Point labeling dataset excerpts

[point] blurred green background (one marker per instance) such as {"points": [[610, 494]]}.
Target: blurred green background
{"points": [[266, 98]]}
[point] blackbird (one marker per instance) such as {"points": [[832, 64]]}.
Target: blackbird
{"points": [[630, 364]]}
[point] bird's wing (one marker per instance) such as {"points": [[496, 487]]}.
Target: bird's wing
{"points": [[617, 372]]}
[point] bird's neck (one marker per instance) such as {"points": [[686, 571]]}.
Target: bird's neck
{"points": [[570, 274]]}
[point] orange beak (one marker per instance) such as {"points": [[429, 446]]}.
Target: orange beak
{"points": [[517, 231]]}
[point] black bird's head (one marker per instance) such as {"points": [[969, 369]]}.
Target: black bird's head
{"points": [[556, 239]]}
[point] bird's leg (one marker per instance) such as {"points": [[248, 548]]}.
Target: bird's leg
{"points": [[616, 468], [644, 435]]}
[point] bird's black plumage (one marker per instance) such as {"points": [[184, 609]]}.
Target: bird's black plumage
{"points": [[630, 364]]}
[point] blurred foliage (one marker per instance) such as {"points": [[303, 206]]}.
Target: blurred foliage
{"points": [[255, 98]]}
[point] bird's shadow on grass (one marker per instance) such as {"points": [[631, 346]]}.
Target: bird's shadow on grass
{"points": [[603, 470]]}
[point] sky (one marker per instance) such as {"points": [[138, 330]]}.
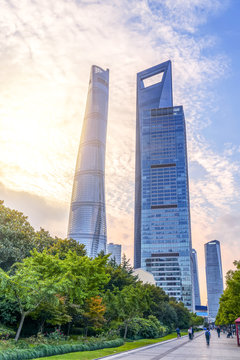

# [TASK BRIEF]
Render the lines as a JSON list of strings, one string per line and blank lines left out. Begin at the line that contains "[point] bird's black" and continue through the end of the records, without the pictures.

# [RESULT]
[
  "[point] bird's black plumage (one marker per instance) such as {\"points\": [[184, 609]]}.",
  "Target: bird's black plumage",
  "{\"points\": [[630, 364]]}",
  "[point] blurred foliage (one marker per instance) such as {\"points\": [[303, 206]]}.",
  "Target: blurred foliage",
  "{\"points\": [[255, 98]]}",
  "[point] bird's shadow on grass (one marker per instance) such as {\"points\": [[631, 346]]}.",
  "Target: bird's shadow on grass",
  "{\"points\": [[603, 470]]}",
  "[point] sky (one marker per instance) such as {\"points\": [[138, 330]]}."
]